Items —

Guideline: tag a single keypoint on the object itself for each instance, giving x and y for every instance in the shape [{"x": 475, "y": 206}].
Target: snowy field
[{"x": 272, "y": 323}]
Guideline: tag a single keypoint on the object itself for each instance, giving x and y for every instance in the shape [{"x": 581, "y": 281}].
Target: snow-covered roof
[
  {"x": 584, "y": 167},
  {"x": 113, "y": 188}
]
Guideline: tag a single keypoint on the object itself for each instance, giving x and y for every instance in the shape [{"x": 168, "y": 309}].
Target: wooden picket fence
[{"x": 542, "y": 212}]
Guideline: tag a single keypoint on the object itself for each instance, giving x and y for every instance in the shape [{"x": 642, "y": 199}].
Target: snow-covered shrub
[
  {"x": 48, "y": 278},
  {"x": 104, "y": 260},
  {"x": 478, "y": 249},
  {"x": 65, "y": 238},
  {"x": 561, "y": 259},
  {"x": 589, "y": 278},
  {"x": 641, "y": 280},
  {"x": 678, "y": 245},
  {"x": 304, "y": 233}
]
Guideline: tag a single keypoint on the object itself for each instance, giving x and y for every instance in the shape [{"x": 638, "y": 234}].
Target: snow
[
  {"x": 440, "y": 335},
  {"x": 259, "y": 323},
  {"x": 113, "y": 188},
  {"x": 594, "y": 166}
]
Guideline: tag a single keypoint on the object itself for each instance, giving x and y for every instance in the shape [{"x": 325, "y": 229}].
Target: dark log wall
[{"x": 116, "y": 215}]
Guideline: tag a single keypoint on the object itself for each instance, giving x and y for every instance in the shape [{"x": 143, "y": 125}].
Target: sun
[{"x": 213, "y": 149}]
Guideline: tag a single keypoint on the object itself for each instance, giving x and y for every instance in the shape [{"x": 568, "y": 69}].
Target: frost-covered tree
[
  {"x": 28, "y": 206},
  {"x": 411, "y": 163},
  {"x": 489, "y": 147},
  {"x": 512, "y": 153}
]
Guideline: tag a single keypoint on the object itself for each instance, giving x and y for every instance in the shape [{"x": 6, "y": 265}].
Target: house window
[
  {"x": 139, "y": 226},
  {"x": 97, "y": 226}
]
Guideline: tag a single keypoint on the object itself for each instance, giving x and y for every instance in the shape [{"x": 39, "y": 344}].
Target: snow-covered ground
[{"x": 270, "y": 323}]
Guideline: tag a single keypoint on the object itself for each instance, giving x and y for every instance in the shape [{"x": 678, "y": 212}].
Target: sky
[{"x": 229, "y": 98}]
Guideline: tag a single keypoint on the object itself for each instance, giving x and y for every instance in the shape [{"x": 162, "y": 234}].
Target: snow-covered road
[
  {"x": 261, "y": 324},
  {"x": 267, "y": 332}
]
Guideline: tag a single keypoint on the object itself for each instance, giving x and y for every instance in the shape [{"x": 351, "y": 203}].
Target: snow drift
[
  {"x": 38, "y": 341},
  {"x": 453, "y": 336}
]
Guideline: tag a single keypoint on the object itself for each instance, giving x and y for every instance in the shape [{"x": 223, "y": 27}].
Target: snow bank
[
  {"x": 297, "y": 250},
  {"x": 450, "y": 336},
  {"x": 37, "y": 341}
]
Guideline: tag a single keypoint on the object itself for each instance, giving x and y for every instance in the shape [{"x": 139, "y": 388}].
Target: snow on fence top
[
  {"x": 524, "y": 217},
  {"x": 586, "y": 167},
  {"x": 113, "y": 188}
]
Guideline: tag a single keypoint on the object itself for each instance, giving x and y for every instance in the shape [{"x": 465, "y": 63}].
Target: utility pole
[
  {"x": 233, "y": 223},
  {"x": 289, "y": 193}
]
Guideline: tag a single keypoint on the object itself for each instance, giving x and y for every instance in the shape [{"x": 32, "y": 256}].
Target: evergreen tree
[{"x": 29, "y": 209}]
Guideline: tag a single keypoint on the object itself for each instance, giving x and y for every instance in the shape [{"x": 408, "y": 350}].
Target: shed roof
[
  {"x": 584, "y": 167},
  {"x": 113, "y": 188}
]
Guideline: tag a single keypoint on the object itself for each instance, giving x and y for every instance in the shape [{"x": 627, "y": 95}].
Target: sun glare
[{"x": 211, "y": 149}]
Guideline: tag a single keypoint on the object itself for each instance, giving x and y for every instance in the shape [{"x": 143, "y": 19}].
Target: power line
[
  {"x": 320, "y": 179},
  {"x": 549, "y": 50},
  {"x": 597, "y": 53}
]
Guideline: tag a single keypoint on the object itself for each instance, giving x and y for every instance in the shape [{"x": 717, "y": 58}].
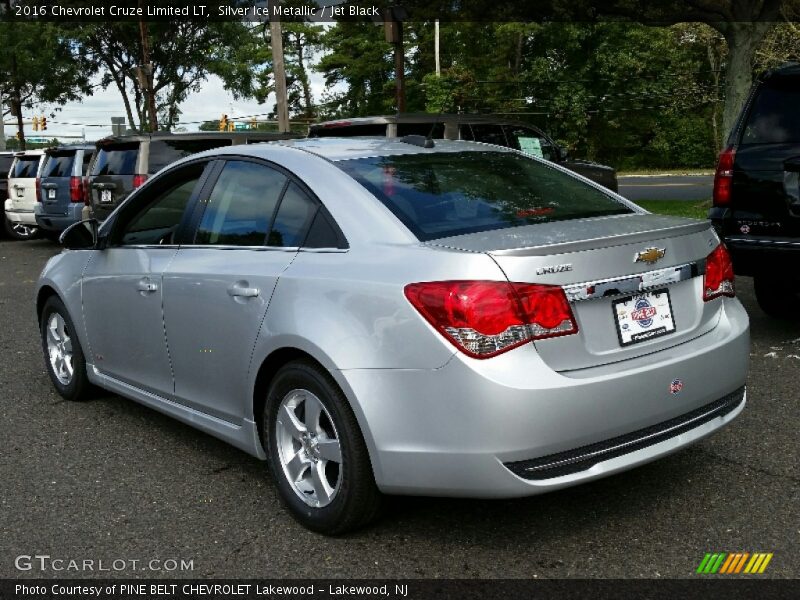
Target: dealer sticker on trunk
[{"x": 643, "y": 317}]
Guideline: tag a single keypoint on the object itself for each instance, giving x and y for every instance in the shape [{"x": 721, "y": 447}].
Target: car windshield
[{"x": 453, "y": 193}]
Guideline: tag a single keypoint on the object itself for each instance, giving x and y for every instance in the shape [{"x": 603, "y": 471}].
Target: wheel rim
[
  {"x": 308, "y": 448},
  {"x": 23, "y": 230},
  {"x": 59, "y": 348}
]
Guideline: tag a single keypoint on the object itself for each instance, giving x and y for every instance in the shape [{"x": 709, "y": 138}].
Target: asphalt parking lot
[{"x": 109, "y": 479}]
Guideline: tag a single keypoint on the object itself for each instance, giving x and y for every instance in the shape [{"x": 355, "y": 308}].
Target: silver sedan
[{"x": 387, "y": 316}]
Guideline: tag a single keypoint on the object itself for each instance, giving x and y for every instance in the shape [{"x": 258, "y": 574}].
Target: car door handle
[
  {"x": 146, "y": 286},
  {"x": 240, "y": 289}
]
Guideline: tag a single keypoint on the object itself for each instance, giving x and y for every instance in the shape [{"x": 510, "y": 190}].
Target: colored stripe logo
[{"x": 731, "y": 563}]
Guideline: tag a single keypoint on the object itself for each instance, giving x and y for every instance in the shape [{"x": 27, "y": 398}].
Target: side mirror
[{"x": 80, "y": 236}]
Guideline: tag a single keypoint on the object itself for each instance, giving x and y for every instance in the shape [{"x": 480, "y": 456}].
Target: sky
[{"x": 92, "y": 117}]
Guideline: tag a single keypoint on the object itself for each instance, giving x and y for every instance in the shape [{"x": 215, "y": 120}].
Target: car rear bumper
[
  {"x": 17, "y": 215},
  {"x": 55, "y": 222},
  {"x": 752, "y": 256},
  {"x": 472, "y": 427}
]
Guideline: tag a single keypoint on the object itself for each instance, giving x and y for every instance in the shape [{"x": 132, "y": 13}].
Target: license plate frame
[{"x": 643, "y": 316}]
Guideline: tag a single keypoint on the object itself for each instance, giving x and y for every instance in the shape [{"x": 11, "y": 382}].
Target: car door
[
  {"x": 122, "y": 284},
  {"x": 217, "y": 290}
]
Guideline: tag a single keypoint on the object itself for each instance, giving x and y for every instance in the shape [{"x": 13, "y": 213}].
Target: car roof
[
  {"x": 431, "y": 118},
  {"x": 347, "y": 148}
]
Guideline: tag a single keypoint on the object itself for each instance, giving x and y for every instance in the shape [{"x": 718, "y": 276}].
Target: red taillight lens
[
  {"x": 723, "y": 178},
  {"x": 75, "y": 189},
  {"x": 486, "y": 318},
  {"x": 718, "y": 280}
]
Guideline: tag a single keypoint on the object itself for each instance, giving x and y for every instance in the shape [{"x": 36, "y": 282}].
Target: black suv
[
  {"x": 121, "y": 164},
  {"x": 757, "y": 193},
  {"x": 478, "y": 128}
]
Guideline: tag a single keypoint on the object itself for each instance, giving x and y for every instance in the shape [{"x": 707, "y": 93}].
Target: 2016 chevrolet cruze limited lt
[{"x": 379, "y": 316}]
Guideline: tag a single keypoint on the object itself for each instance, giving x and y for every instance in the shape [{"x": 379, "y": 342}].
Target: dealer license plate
[{"x": 643, "y": 317}]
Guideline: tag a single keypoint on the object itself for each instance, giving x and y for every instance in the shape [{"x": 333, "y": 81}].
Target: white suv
[{"x": 23, "y": 194}]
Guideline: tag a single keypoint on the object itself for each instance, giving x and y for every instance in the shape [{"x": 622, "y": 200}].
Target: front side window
[
  {"x": 25, "y": 167},
  {"x": 153, "y": 218},
  {"x": 452, "y": 193},
  {"x": 241, "y": 206},
  {"x": 117, "y": 159}
]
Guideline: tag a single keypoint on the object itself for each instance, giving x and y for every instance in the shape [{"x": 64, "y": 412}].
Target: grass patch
[
  {"x": 674, "y": 171},
  {"x": 694, "y": 209}
]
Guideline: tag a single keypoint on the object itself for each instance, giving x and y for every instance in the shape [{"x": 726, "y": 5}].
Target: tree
[
  {"x": 186, "y": 53},
  {"x": 39, "y": 63}
]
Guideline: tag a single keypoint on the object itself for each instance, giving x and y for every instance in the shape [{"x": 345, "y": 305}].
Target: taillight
[
  {"x": 76, "y": 189},
  {"x": 718, "y": 280},
  {"x": 723, "y": 178},
  {"x": 486, "y": 318}
]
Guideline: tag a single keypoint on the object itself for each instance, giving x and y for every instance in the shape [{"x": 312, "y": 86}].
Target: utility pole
[
  {"x": 436, "y": 46},
  {"x": 145, "y": 75},
  {"x": 278, "y": 69}
]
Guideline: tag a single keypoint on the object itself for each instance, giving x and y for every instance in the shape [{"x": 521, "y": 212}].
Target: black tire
[
  {"x": 356, "y": 500},
  {"x": 776, "y": 297},
  {"x": 78, "y": 386},
  {"x": 20, "y": 232}
]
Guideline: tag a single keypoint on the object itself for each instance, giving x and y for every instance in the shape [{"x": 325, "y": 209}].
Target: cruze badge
[
  {"x": 554, "y": 269},
  {"x": 650, "y": 255}
]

Task directions —
State how many lines in the data above contain the string "roof". Give only the number.

Correct response —
3